YOUR INSTRUCTIONS => Copy out the data below with "grateful" in place of each "thankful", leaving every other character as it is.

** Start of DATA EXCERPTS **

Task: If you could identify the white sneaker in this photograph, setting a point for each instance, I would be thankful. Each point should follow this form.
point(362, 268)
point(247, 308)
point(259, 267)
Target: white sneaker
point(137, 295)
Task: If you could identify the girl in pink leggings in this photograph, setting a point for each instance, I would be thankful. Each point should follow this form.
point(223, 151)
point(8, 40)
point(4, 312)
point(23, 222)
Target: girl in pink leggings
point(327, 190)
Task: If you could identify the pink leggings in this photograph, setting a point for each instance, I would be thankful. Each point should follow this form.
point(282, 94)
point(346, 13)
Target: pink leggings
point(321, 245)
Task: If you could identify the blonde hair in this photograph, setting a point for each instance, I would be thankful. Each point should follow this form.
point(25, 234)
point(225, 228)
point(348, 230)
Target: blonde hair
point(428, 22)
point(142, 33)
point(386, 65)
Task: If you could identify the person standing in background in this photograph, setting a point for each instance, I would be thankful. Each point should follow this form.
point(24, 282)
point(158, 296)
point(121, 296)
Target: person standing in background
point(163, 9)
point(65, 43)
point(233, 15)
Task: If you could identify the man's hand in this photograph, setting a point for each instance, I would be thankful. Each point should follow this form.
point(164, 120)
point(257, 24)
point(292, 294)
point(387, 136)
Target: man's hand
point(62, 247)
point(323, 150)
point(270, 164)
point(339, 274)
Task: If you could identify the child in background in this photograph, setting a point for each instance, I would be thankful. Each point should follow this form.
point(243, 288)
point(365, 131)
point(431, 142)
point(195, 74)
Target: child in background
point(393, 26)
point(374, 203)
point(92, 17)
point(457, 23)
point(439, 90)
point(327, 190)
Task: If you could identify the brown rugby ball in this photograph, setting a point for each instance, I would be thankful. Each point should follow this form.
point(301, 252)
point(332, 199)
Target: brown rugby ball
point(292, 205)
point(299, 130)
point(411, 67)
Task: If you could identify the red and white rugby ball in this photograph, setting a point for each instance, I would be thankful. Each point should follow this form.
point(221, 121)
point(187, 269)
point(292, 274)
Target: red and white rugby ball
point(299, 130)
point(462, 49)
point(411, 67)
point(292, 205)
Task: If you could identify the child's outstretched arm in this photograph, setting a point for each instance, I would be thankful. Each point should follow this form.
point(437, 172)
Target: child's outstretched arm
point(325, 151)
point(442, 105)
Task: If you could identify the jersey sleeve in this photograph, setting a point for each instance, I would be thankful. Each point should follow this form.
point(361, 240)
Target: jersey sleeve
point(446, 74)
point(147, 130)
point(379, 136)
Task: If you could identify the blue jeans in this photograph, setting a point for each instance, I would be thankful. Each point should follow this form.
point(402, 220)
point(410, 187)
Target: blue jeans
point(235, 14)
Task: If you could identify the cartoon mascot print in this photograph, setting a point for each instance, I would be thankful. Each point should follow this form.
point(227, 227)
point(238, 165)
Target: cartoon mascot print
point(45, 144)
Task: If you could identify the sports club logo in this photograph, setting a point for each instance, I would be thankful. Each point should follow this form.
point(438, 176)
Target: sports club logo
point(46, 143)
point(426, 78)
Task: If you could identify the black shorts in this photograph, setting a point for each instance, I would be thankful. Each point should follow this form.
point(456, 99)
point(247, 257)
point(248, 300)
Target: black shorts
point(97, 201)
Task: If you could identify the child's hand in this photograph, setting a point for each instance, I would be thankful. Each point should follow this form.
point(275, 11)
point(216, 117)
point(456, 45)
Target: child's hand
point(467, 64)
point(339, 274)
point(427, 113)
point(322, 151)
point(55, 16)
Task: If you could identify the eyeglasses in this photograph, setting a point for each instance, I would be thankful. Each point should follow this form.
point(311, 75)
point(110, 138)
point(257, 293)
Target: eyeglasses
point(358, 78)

** End of DATA EXCERPTS **

RESULT =>
Task: If you could identify the white sneaker in this photograph, setting a point for each instance, I would be grateful. Each point should follow this form.
point(362, 268)
point(247, 308)
point(259, 267)
Target: white sneaker
point(137, 295)
Task: If you could identify the girl in pink leggings in this photograph, setting a point for each instance, I would be grateful. Each point should follow this form.
point(223, 151)
point(8, 40)
point(4, 312)
point(23, 222)
Target: girl in pink leggings
point(327, 190)
Task: If you could identify the pink leggings in this photograph, setting a point for each instance, I would be grateful. Each point should follow this form.
point(282, 94)
point(346, 13)
Target: pink leggings
point(321, 245)
Task: If you could identify the blonde hair in this photograph, setting a point for each instance, I would be grateful. Each point should follow this form.
point(25, 234)
point(225, 228)
point(348, 230)
Target: blonde hair
point(428, 22)
point(142, 33)
point(386, 65)
Task: If you could identify the person standing in background in this photograph, setting a point for each instance, I would be grateful. Each point should follow this form.
point(24, 282)
point(158, 296)
point(121, 296)
Target: person standing in background
point(163, 9)
point(65, 43)
point(233, 15)
Task: If you could identify the man's hand in this photograph, setting a point for each instance, I would be grateful. Each point should follow this form.
point(164, 120)
point(257, 24)
point(292, 294)
point(387, 136)
Target: man's hand
point(62, 247)
point(323, 150)
point(270, 164)
point(339, 274)
Task: If you could identify the child in background in this photograph, setting a point for each instance, I would be grateful. Each point should follow this form.
point(243, 288)
point(365, 131)
point(431, 142)
point(195, 74)
Target: child in background
point(393, 26)
point(374, 203)
point(92, 17)
point(457, 23)
point(439, 90)
point(327, 190)
Task: If you could identify the brown rugby ball in this photograph, setting a point for each instance, I would be grateful. Each point should follow this form.
point(301, 252)
point(332, 199)
Target: brown rugby ball
point(292, 205)
point(299, 130)
point(411, 67)
Task: If you could identify the red and white rugby ball in this photograph, setting a point for each instance, I would be grateful. Each point should follow this form.
point(221, 121)
point(187, 269)
point(292, 274)
Target: red and white rugby ball
point(299, 130)
point(462, 49)
point(411, 67)
point(292, 205)
Task: If you could identify the child's outstretched arm in this photograph, setting a point for each instance, I would be grateful. Each point should follow this form.
point(437, 172)
Target: child's outstretched arm
point(325, 151)
point(442, 105)
Task: If you could identify the jersey sleeve in this photograph, setting a point for each instance, I would be grateful. Each point should follow this form.
point(361, 240)
Target: jersey sleeve
point(446, 74)
point(147, 130)
point(379, 136)
Task: If you could identify the blue jeans in this photograph, setting a point for each instance, I would be grateful. Each point should follow this form.
point(402, 220)
point(410, 187)
Target: blue jeans
point(235, 14)
Task: If you could identify the cartoon mascot print in this photograph, setting a point for each instance, I would be grateful. Each point should follow this form.
point(227, 227)
point(238, 165)
Target: cartoon mascot print
point(45, 144)
Task: If you could identify the sports club logo in this photograph, setting a point for each instance, I would be grateful. Each point should follow this form.
point(438, 176)
Target: sports club logo
point(46, 143)
point(426, 78)
Task: If you could identify the black shorts in this photograph, setting a point for each instance, I would be grateful. Each point should follow this form.
point(456, 99)
point(247, 257)
point(248, 300)
Target: black shorts
point(97, 201)
Task: If you could identify the child's hand in this photograph, setting a point for each instance, I would be grateful. Each point should follow this form.
point(275, 11)
point(216, 117)
point(456, 45)
Target: child's hand
point(467, 64)
point(339, 274)
point(427, 113)
point(322, 151)
point(55, 16)
Task: If you could identify the eyeglasses in this photograph, setting a point for each instance, I would be grateful. Each point should follow this form.
point(311, 75)
point(110, 138)
point(257, 293)
Target: eyeglasses
point(358, 78)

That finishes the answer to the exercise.